Text excerpt below:

Educator of the Year: Emily Rourke fell in love with middle school teaching as Calif. sub,

The only daughter of an elementary school teacher, with three older brothers in Centralia, Emily Rourke has been shaped as an educator since childhood. So it’s no surprise she was named this year’s Middle School Educator of the Year by the Snoqualmie Valley Schools Foundation.

Rourke, who earned a bachelor’s degree in history from UW, began substitute teaching middle school in Santa Cruz, Calif, and said she fell in love with the career. When she and her husband, Matt, started their family — they now have a 12 year-old daughter and 9-year-old son — they decided to move back to Washington, to North Bend, where she started teaching eighth grade at Snoqualmie Middle School, transitioning to Twin Falls more than three years ago when SMS became the Freshman Campus for Mount Si High School.

How did you come to education?

Rourke’s parents both had education backgrounds and her mother is a retired elementary school teacher.

“As soon as I could ‘work’ I was a babysitter, lifeguard and swim instructor, camp counselor, coach… all the jobs that say ‘I’m going to be a teacher.’ I ignored all of those signs, determined that I was going to be an astronaut or oceanographer,” she said, but eventually, “acknowledged the fact that I was taking classes that were leading me in this direction.”

“After UW, I worked for a year in before-after school programs in Seattle, and in Santa Cruz, I did similar work until I began working as a substitute teacher there… and I fell in love with working with middle school-aged kids.

“I earned a teaching credential with an emphasis in bilingual education from California State University at Monterey Bay and immediately got a job at the middle school where I did a majority of my substitute teaching — sixth grade language arts, literature and social studies and eighth grade English.”

How many students do you see in a day?

“I currently have 27 eighth grade AVID students, plus four periods of eighth grade U.S. History, about 138-ish students, so about 165 kids, but some of my AVID kids are in my history classes.”

End of Text excerpt.
Given data below:

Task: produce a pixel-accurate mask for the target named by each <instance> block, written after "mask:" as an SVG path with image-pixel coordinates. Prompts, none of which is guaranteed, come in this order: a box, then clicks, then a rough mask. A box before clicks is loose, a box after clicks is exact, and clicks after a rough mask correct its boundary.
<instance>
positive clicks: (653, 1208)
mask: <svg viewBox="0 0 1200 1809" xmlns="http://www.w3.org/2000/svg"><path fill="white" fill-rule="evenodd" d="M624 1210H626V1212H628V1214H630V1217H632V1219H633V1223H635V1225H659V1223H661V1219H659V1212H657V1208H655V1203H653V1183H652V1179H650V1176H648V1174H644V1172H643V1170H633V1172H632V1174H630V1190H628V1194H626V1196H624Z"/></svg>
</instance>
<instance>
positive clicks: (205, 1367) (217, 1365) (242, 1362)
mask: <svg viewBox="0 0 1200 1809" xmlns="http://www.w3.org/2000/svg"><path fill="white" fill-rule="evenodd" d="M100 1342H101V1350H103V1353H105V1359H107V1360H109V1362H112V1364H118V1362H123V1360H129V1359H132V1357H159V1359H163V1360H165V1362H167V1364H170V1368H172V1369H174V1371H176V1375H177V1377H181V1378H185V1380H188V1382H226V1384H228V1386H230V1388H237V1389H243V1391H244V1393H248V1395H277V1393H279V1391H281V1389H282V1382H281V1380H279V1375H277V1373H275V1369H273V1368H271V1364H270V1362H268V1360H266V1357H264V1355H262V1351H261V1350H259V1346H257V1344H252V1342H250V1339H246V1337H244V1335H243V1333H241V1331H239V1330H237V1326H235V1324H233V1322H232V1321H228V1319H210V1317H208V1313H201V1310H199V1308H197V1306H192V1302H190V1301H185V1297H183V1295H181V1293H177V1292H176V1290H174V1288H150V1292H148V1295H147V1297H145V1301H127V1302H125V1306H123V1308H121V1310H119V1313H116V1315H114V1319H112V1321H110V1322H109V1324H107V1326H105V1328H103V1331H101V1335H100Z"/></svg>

End of Given data.

**Activity list:**
**A)** Write out the passage of the Emily Rourke article that begins at the words "The only daughter" and stops after "come to education?".
**B)** Translate this sentence from the Emily Rourke article into Spanish: "Rourke’s parents both had education backgrounds and her mother is a retired elementary school teacher."
Work only from the article about Emily Rourke.

**Answers to each task:**
**A)**
The only daughter of an elementary school teacher, with three older brothers in Centralia, Emily Rourke has been shaped as an educator since childhood. So it’s no surprise she was named this year’s Middle School Educator of the Year by the Snoqualmie Valley Schools Foundation.

Rourke, who earned a bachelor’s degree in history from UW, began substitute teaching middle school in Santa Cruz, Calif, and said she fell in love with the career. When she and her husband, Matt, started their family — they now have a 12 year-old daughter and 9-year-old son — they decided to move back to Washington, to North Bend, where she started teaching eighth grade at Snoqualmie Middle School, transitioning to Twin Falls more than three years ago when SMS became the Freshman Campus for Mount Si High School.

How did you come to education?

**B)** Ambos padres de Rourke tenían formación en educación, y su madre es una maestra de primaria jubilada.